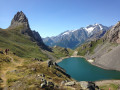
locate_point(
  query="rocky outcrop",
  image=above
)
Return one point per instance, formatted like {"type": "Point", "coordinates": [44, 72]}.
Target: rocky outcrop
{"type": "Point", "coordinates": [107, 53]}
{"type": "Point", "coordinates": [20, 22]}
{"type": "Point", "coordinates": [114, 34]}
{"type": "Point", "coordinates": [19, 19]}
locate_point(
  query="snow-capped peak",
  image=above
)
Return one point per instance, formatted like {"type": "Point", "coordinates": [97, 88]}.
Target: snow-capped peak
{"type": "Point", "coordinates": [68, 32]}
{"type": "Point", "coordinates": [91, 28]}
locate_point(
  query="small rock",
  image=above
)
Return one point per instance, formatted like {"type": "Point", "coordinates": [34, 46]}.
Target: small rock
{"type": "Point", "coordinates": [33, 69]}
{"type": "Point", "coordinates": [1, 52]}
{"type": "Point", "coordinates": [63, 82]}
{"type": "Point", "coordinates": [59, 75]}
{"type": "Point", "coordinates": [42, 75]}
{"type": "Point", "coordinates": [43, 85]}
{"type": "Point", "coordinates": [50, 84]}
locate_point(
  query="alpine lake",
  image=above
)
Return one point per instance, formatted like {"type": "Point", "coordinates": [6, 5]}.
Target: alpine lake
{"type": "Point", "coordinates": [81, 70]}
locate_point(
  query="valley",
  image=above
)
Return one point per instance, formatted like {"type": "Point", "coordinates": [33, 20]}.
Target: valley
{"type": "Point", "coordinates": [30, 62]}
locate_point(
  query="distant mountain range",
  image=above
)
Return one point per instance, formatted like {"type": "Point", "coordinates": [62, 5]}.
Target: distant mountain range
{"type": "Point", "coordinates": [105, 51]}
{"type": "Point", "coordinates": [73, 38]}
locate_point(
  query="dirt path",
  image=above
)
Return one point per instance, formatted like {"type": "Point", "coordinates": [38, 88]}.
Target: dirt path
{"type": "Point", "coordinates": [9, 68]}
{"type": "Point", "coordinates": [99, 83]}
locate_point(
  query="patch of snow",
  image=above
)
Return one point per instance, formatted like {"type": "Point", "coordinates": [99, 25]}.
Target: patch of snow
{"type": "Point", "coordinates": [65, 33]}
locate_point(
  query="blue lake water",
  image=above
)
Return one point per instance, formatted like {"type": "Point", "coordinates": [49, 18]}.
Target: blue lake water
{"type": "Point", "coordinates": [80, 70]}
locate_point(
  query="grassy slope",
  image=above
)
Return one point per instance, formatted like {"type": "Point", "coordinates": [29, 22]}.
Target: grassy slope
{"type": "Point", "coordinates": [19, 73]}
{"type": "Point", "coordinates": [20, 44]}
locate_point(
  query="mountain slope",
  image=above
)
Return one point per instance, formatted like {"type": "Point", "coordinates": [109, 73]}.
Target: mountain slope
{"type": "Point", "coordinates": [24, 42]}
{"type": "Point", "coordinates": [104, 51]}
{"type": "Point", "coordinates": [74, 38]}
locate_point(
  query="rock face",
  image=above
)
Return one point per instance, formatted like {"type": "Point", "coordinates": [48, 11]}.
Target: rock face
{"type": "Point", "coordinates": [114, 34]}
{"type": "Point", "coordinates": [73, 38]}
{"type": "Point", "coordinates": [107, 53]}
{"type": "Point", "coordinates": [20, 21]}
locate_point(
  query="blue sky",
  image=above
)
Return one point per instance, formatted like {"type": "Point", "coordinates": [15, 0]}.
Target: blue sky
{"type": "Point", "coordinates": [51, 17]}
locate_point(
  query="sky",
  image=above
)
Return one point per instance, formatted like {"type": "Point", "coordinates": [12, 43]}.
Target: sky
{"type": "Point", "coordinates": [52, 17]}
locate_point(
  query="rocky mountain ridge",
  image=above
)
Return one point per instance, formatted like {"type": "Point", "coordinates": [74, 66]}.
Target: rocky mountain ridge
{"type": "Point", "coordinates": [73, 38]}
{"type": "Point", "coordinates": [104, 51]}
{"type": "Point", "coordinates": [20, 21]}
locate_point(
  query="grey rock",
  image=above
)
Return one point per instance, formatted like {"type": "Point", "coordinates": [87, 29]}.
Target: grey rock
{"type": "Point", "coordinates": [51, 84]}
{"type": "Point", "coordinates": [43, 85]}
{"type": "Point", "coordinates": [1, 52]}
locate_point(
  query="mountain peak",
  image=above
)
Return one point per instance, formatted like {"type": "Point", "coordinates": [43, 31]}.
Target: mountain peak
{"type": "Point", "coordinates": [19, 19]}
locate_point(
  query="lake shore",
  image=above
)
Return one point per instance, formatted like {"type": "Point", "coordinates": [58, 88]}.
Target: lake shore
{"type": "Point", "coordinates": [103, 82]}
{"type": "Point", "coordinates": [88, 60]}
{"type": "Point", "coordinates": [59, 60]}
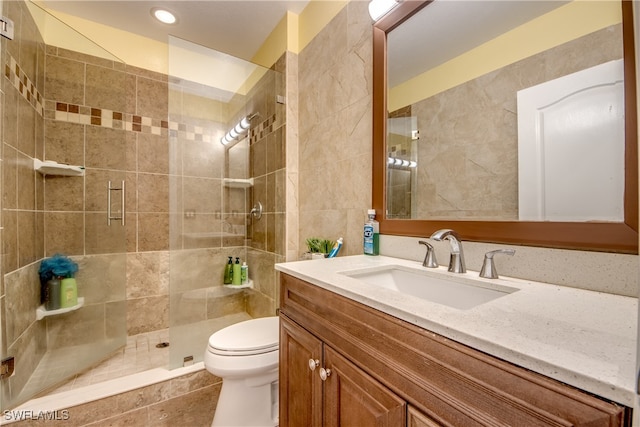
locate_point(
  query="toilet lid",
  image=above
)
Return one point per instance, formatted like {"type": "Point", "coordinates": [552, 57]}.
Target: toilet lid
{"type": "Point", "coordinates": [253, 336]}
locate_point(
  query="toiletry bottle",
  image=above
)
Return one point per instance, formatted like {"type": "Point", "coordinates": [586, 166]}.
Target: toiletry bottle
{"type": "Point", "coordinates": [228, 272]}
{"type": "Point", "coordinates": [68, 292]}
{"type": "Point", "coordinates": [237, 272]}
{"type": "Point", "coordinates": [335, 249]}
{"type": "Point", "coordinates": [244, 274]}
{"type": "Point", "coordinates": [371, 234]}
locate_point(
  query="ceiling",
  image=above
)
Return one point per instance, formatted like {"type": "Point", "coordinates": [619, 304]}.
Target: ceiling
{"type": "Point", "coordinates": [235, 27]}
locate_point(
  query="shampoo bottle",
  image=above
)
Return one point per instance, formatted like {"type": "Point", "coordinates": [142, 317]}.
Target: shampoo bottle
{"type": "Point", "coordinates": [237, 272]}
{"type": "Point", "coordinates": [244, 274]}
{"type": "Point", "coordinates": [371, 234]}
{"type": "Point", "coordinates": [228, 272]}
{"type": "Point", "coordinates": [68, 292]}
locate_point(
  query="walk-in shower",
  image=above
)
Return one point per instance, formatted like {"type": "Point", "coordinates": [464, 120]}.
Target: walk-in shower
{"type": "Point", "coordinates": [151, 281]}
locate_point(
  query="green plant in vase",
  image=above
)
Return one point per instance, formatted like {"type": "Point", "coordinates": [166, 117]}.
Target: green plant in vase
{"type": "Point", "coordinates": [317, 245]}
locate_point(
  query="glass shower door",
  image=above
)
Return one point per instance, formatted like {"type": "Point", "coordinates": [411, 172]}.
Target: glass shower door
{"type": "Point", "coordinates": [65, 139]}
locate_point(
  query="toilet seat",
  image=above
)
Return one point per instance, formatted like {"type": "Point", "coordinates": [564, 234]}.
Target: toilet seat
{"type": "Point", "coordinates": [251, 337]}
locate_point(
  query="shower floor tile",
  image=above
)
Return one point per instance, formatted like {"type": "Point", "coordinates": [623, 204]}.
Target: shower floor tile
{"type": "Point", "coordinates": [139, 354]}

_ _ _ _ _ _ _

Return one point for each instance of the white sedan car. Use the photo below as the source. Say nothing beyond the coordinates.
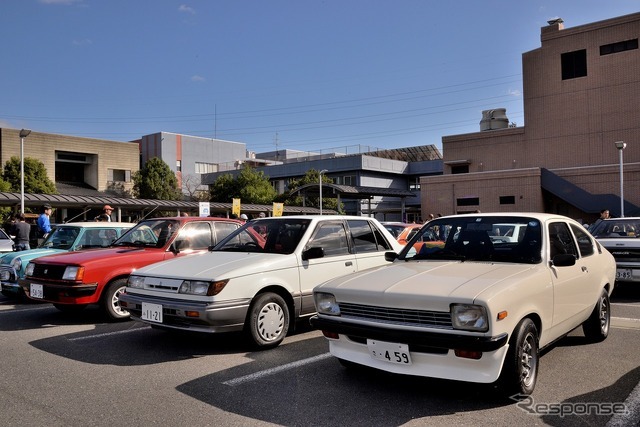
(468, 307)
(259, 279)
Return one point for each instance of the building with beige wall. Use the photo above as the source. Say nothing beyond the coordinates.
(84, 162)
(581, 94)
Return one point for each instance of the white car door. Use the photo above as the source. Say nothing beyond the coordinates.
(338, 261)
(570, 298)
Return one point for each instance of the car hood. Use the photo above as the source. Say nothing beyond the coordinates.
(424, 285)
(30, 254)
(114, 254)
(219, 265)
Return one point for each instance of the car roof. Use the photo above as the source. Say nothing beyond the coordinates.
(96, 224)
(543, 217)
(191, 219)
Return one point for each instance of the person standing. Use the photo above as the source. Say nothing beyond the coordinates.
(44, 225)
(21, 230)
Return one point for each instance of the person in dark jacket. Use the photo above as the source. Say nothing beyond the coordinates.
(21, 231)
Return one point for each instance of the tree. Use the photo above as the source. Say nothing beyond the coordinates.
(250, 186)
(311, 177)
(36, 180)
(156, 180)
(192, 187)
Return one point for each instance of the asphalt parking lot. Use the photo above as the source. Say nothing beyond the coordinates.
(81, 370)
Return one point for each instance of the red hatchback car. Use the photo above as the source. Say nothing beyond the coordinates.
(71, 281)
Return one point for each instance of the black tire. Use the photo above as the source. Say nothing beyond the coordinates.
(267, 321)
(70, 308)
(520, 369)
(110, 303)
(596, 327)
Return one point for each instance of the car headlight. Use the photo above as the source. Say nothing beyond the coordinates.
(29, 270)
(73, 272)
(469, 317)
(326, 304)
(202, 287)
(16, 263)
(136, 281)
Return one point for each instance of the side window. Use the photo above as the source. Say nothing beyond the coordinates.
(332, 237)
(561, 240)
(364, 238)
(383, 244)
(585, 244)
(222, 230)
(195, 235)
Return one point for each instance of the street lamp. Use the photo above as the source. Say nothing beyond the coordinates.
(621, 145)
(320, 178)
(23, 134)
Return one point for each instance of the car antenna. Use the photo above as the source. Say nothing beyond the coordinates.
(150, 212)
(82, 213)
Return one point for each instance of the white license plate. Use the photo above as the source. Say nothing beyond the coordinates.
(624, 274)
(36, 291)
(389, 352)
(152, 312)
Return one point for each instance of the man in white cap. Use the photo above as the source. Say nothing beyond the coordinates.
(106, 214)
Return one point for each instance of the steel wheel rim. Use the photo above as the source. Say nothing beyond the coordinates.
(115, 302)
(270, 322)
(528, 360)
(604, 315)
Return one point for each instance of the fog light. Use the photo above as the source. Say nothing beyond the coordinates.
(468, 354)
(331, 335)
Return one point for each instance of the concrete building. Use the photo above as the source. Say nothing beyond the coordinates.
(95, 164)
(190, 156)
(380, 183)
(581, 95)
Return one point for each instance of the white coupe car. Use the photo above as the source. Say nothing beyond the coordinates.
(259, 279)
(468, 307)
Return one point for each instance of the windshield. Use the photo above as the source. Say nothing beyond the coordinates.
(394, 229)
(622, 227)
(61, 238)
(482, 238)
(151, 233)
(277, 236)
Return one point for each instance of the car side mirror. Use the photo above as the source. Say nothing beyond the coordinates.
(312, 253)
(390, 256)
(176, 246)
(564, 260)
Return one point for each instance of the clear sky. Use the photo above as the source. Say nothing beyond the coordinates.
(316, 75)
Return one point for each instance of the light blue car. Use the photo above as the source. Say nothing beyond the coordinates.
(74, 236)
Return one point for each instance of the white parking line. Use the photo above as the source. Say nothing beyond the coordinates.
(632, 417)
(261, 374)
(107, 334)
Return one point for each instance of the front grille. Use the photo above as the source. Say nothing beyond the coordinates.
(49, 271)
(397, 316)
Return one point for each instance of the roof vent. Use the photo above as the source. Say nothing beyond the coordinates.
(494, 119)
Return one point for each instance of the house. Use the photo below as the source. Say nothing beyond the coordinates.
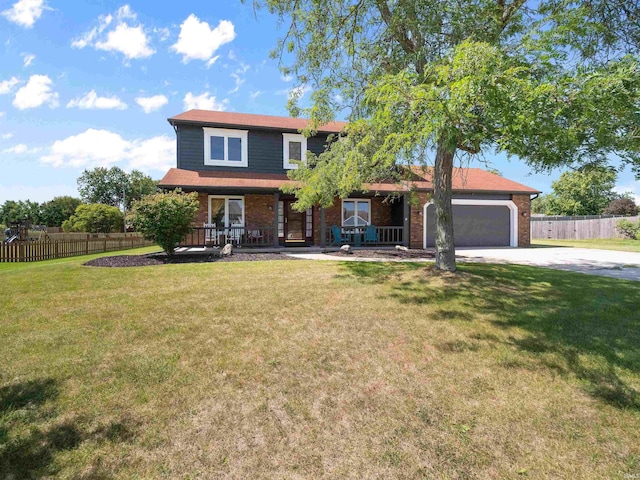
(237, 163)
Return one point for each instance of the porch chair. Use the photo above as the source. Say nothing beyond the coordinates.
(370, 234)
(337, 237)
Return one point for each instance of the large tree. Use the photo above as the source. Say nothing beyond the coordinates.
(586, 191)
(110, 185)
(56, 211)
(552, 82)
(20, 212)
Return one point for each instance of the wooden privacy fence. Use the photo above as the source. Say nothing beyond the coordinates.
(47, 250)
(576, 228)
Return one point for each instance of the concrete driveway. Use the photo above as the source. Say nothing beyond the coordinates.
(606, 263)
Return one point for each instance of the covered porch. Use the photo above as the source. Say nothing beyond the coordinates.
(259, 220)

_ _ _ _ _ _ _

- _SET TASK_
Pull out every line in the two blocks above that contains the word "shower".

- _THE RESPONSE_
  query="walk-in shower",
Target: walk-in shower
  query="glass shower door",
Target: glass shower door
  query="shower floor tile",
Target: shower floor tile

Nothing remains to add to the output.